=== GIVEN PASSAGE ===

# Seagull Folk Maritime or Coastline?



## 2dark2c

I have done so much reading that my head is swimming. I have finally narrowed it down to these two guitars. I am pretty sure I want a Folk sized guitar and I want a Seagull.

Seagull Coastline Cedar Folk
OR
Seagull Maritime SWS Folk High Gloss

I have saved enough pennies to be able to consider anything in the $800 and under range. I hope to get in to a store that carries these two models and give them both a try. But, I have been calling around and no one, that I can get to, has both models in stock.

So, I'm askin for your your advice on these two guitars. If price was taken out of the equation, what would be the sound differences between these guitars (in general) ? And which would you pick?

Thanks.


----------



## Mike MacLeod

Definitely the SWS model. It has solid Mahogany back and sides. the other guitar does not stipulate the nature of the back sides, only that it is wild-cherry. When they don't use the "solid" word it indicates that it is a laminate. A solid back/sides will always sound a little better.


----------



## mrmatt1972

save 400 more dollars and consider this one:

S&P Showcase Series

BTW, I'm playing a Seagull now with those QI electronics and it sounds amazing plugged in.


----------



## Mooh

Agreed, get an all solid guitar. I love their folk size.

Peace, Mooh.


----------



## Ship of fools

Hey Mike the Seagull coastline folk is a three layer wild cherry back and side and 2dark2c just remember while cedar is a very nice sounding wood it also bruises pretty easy great sound but a tad soft so dings are very easy to put on the top. And just to throw into the mix I had recently had the pleasure to play on a Mosiac Folk with the Quantum 11 electrics and the cutawy Mosiav with I- Beam Duet electronics both were studio ready and sounded like melting butter to me.Ship


----------



## 2dark2c

Thanks guys. I have been leaning, of course, towards the Maritime because it is all solid. But what had / has me thinking, was how will these two differ in sound. Because, in general, a cedar top will produce a warmer more appealing sound, and the spruce will be a little brighter. But, how will the solid Mahog back and sides of the Maritime change its tone? And, what will the laminate back and sides of the Coastline do to the sound?

=== STORED DATA ===

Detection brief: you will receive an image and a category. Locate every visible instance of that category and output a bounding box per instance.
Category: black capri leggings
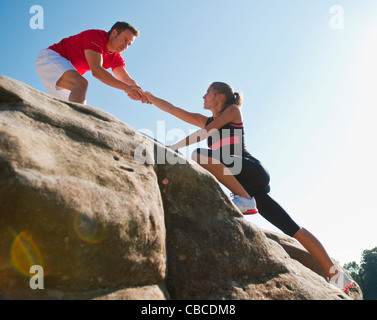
[196,148,300,237]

===

**EXERCISE**
Answer these about the Seagull guitar thread:
(a) What spending range does 2dark2c say the saved money allows?
(b) According to Mike MacLeod, what are the back and sides of the SWS model made of?
(c) How does Ship of fools describe the back and sides of the Seagull Coastline folk?
The lines have nothing to do with the text.

**THE REPLY**
(a) Anything in the $800 and under range.
(b) Solid Mahogany.
(c) As a three layer wild cherry back and side.